### DATA FOR THE TASK
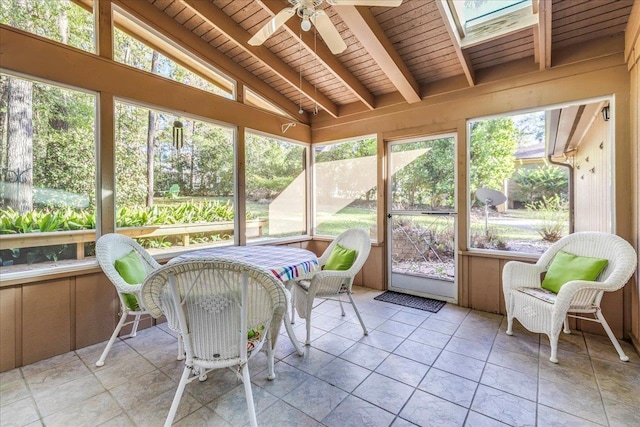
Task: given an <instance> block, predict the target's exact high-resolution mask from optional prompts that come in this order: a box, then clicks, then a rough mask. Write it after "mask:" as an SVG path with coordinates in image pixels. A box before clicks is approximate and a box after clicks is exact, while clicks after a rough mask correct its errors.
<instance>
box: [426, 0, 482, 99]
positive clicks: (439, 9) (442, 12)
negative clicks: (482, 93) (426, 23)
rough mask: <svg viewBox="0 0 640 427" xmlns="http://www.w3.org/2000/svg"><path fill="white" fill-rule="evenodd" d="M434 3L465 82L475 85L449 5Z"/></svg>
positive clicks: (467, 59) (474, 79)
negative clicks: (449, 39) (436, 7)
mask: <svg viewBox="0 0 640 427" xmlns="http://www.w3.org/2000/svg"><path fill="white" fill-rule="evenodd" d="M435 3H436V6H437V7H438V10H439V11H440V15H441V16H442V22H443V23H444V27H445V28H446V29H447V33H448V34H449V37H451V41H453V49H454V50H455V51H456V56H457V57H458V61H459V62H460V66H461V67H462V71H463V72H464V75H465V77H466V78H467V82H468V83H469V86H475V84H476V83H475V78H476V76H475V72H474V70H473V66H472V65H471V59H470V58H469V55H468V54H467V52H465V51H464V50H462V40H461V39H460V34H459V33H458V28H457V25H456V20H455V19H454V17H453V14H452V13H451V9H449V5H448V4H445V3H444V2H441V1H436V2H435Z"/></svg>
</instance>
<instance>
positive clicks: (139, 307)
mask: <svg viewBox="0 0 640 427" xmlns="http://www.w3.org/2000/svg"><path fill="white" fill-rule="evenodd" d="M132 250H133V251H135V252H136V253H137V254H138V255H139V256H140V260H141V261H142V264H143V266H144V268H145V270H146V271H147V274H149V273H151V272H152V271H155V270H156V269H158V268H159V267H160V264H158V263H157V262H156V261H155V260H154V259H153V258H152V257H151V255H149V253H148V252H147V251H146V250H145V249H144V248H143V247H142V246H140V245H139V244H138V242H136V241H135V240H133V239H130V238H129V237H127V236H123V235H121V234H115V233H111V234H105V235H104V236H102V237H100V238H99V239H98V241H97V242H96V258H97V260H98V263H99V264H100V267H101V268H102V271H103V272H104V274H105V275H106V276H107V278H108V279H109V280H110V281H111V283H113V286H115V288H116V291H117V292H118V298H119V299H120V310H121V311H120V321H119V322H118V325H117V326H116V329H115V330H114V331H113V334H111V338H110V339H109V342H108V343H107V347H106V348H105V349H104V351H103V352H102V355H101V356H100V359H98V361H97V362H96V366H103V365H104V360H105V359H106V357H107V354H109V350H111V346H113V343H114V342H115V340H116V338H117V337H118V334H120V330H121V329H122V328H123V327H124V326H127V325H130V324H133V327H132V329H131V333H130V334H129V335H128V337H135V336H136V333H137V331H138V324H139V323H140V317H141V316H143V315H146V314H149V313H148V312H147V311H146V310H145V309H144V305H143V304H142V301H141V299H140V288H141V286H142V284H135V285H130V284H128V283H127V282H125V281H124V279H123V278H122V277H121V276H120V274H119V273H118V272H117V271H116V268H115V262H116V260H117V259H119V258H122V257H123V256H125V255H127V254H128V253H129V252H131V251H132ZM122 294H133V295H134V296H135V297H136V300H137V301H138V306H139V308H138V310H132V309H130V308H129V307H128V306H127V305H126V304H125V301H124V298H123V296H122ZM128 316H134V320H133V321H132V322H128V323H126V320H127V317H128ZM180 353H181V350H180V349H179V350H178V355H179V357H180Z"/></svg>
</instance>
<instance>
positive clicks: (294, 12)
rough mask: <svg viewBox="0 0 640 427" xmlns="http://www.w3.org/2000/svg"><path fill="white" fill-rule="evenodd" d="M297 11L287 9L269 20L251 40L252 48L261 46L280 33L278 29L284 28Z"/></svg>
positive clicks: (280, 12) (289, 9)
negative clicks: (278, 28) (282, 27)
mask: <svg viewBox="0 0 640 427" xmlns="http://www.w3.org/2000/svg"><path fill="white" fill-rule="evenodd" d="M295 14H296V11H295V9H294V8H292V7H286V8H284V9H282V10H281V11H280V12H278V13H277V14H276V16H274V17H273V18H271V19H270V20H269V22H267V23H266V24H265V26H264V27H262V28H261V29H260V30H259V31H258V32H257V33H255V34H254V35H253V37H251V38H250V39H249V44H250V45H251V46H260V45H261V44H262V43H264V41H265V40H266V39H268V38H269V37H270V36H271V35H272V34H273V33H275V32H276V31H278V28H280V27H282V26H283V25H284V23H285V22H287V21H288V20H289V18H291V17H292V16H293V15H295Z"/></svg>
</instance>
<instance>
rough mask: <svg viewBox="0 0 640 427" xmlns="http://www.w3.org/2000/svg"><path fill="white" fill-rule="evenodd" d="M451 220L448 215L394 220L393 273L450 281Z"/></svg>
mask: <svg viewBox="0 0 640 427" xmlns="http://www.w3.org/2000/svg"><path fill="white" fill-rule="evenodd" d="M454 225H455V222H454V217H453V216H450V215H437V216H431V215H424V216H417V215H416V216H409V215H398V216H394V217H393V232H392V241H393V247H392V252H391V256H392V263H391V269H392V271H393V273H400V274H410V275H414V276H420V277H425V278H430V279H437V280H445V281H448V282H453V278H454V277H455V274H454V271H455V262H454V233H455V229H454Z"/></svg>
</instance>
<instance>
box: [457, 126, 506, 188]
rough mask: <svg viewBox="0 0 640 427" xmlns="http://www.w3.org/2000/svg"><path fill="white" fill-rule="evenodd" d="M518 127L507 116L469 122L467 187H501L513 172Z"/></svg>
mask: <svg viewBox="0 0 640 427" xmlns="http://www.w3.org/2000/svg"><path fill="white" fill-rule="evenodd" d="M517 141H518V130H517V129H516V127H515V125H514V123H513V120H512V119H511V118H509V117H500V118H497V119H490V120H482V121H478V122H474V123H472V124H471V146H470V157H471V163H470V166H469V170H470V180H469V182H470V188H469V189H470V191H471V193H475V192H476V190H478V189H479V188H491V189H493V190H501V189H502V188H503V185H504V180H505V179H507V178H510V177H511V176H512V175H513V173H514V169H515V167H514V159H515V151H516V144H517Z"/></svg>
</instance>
######
## WHAT NEEDS TO BE DONE
Pictures are to be omitted; otherwise, every line from the first line of the listing through the line containing "negative clicks: (482, 93) (426, 23)" must be reproduced exactly, both ends included.

## OUTPUT BELOW
Task: given an <instance> block, predict the target's exact high-resolution mask from optional prompts that come in this order: a box, then clicks, then a rough mask. Write it after "mask:" as an SVG path with coordinates in image pixels. A box before clicks is approximate and a box after clicks is exact, while clicks after a rough mask correct its errors.
<instance>
box: [426, 0, 482, 99]
positive clicks: (439, 9) (442, 12)
negative clicks: (482, 93) (426, 23)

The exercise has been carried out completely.